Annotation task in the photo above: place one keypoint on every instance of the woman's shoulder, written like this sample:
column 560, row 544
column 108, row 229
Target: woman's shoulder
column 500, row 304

★ ★ ★ ★

DIRECTIONS FOR THIS TASK —
Write out every one of the lines above verbatim, changing nothing.

THE ANSWER —
Annotation task in the photo above: place one keypoint on every instance of the woman's shoulder, written like this sample:
column 560, row 544
column 108, row 229
Target: woman's shoulder
column 500, row 304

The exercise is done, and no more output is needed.